_Records for this task:_
# # # # #
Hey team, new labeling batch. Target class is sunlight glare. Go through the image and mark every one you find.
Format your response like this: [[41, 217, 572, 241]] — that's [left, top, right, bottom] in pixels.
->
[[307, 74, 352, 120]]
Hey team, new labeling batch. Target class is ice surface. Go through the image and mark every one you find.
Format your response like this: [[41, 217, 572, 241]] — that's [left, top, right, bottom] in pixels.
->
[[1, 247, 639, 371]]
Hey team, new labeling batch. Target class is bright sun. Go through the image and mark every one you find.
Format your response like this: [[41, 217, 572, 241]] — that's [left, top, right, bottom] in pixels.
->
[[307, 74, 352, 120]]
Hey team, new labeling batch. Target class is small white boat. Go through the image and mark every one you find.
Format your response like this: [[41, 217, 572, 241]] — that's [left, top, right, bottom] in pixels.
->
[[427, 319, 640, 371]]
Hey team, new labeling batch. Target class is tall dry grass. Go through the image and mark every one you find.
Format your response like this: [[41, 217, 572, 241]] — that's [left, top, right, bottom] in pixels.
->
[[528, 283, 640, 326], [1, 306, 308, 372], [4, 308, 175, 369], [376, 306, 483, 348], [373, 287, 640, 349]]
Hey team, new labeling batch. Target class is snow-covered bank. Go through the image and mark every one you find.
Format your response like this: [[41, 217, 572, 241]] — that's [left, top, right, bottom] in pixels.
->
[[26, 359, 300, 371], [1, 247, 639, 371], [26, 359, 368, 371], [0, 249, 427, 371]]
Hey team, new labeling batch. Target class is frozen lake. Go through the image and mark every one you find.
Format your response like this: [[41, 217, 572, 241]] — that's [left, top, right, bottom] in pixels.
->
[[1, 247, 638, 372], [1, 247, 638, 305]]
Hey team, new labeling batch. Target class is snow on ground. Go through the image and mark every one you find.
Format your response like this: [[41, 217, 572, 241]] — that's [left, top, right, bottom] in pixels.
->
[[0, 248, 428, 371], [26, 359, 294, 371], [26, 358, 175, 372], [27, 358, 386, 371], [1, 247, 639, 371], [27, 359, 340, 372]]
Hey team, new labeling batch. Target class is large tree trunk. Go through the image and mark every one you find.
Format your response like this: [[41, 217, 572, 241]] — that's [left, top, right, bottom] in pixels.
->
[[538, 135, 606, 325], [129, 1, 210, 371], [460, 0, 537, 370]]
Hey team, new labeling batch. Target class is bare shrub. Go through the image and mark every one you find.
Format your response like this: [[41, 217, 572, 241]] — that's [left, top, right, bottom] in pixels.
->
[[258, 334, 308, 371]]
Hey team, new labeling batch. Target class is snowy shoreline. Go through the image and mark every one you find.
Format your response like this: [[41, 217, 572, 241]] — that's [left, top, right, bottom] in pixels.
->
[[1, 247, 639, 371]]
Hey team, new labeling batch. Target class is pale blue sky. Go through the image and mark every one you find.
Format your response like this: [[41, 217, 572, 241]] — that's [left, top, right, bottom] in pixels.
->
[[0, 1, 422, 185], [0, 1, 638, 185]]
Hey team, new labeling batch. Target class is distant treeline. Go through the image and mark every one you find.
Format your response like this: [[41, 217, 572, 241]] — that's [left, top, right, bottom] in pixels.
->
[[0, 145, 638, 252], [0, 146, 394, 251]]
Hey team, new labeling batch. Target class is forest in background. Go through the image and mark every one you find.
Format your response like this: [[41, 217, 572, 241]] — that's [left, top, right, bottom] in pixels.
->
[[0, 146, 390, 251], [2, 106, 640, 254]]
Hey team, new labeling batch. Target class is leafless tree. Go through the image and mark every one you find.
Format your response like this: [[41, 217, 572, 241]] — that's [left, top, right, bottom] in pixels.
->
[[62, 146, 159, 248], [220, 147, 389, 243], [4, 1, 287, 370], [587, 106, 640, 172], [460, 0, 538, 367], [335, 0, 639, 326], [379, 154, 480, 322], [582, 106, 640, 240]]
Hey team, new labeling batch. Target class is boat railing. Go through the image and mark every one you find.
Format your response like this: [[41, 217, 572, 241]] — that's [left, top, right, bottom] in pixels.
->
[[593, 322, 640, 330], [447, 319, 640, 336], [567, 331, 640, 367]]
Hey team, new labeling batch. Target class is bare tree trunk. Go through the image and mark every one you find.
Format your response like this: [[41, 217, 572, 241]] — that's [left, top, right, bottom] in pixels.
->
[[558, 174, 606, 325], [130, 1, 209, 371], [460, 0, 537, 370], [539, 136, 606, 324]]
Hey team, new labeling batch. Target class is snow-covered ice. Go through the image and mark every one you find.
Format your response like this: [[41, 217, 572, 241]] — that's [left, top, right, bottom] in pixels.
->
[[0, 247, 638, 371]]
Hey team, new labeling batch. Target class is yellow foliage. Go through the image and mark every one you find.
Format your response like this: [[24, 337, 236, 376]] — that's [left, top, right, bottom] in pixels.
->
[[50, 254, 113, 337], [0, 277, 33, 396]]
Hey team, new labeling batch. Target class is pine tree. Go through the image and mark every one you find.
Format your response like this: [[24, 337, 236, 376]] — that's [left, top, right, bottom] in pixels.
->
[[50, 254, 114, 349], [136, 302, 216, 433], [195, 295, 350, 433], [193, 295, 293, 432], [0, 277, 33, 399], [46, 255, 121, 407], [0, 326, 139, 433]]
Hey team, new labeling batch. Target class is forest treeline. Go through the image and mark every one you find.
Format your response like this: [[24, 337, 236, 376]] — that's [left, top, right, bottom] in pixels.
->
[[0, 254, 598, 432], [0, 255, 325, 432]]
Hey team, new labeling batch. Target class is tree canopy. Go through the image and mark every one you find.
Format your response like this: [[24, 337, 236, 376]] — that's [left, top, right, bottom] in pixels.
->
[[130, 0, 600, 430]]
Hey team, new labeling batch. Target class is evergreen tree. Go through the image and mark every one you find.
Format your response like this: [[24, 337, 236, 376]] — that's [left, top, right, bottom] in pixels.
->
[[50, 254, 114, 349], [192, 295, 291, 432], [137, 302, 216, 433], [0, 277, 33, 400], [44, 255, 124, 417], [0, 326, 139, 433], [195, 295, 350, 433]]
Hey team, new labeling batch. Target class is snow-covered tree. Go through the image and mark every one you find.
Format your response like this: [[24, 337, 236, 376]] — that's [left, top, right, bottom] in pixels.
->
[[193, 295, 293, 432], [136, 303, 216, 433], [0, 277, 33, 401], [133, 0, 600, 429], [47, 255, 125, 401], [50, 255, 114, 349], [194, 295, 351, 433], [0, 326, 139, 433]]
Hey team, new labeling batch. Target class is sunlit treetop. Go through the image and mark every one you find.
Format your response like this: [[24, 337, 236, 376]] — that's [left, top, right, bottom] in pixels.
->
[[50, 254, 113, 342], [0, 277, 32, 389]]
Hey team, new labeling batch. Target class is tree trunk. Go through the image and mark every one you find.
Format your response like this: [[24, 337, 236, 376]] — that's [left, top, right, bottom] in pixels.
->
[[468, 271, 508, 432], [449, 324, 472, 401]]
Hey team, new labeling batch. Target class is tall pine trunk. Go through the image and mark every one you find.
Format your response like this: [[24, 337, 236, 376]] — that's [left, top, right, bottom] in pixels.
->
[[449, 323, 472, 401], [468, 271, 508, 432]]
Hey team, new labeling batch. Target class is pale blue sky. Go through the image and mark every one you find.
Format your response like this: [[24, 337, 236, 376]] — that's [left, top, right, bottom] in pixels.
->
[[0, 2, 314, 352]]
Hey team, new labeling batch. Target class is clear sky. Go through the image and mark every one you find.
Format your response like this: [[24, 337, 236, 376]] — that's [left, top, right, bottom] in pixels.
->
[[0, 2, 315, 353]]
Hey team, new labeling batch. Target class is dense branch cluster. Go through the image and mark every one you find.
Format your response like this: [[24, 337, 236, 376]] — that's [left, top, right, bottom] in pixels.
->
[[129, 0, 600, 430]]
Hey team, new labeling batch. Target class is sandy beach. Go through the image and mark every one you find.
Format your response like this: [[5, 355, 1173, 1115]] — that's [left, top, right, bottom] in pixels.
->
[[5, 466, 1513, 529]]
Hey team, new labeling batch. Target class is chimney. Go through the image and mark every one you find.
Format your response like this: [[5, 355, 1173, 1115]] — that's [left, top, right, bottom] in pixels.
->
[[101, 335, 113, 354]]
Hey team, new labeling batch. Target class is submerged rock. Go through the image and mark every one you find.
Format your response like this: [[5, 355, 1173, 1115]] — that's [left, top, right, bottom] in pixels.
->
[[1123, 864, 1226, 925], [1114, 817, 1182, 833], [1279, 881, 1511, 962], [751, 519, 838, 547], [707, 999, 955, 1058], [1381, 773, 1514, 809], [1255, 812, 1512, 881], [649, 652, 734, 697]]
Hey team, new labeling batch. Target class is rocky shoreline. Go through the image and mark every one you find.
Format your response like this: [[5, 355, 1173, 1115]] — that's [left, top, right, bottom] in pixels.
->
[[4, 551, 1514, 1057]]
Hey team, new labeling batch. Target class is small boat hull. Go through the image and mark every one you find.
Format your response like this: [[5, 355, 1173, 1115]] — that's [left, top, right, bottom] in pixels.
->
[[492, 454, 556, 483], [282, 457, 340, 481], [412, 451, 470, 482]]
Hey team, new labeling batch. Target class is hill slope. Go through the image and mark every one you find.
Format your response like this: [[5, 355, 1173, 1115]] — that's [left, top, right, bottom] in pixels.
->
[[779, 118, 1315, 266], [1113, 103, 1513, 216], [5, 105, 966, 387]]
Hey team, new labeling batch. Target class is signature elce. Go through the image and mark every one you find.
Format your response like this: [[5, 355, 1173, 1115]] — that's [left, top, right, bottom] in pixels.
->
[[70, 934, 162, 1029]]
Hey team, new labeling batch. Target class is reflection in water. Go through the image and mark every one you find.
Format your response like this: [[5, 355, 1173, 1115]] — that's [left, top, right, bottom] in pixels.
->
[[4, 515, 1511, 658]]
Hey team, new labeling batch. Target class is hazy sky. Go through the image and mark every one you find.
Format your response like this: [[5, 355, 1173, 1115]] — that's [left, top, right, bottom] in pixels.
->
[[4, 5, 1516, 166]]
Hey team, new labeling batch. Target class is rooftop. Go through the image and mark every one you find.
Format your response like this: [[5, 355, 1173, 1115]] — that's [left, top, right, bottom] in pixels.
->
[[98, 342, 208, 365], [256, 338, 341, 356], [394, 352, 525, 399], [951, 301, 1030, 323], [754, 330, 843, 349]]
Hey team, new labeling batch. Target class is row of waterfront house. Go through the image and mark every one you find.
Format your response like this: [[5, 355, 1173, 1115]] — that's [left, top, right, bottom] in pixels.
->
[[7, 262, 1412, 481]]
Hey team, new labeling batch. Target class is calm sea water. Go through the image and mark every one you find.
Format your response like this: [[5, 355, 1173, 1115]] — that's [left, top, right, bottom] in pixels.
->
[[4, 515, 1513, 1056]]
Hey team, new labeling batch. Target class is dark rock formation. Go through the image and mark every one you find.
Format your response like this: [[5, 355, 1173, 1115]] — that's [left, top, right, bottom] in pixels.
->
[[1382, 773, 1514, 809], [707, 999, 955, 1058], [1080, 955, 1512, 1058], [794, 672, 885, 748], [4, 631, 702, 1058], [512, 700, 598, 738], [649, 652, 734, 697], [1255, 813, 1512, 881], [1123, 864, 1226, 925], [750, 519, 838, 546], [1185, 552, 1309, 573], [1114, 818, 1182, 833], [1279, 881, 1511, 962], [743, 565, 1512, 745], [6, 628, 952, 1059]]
# # # # #
_Description of the task:_
All lines of the data that hold "bare" need to be copied.

_Exercise answer:_
Hey team, new labeling batch. Target class is bare shrub. Go through the image and mark every one you find.
Hey team, new labeling batch. Target class is bare tree trunk. Go through the image and mark every one you find.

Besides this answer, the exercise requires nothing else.